▸ **ASSIGNED TASK**: Each line from the one containing "[point] building with" through the last line of the entries below is to be transcribed exactly. Nothing else belongs in the reply.

▸ **DATA FOR THE TASK**:
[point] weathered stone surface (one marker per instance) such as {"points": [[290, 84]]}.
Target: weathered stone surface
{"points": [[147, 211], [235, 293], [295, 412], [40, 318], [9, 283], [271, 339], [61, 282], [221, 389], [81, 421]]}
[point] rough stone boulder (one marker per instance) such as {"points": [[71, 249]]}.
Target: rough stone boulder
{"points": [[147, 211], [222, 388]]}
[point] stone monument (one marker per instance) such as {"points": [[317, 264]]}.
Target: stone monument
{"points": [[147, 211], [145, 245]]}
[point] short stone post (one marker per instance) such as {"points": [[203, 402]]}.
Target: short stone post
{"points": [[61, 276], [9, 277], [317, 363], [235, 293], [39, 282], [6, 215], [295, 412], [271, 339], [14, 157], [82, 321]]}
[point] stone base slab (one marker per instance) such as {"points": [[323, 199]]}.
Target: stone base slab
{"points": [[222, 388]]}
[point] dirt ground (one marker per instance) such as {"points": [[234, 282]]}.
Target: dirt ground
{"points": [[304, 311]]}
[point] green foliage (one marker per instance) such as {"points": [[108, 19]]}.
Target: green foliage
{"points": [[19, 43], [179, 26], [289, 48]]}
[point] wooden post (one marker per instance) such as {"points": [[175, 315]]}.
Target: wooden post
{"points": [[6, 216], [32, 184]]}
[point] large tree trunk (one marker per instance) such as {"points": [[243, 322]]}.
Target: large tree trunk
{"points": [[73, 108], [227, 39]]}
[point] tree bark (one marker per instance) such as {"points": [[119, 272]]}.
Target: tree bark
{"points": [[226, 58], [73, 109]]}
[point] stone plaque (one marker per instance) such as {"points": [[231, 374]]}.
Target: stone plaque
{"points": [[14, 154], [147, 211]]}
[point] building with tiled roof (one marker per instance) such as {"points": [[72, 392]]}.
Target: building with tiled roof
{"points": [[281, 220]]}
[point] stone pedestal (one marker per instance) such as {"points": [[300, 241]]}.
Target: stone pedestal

▸ **ANSWER TO THE EXERCISE**:
[point] building with tiled roof (one marker per instance) such as {"points": [[72, 392]]}.
Target: building with tiled roof
{"points": [[281, 220]]}
[point] stone pedestal (one marker per instance) such as {"points": [[300, 241]]}.
Target: stone pedestal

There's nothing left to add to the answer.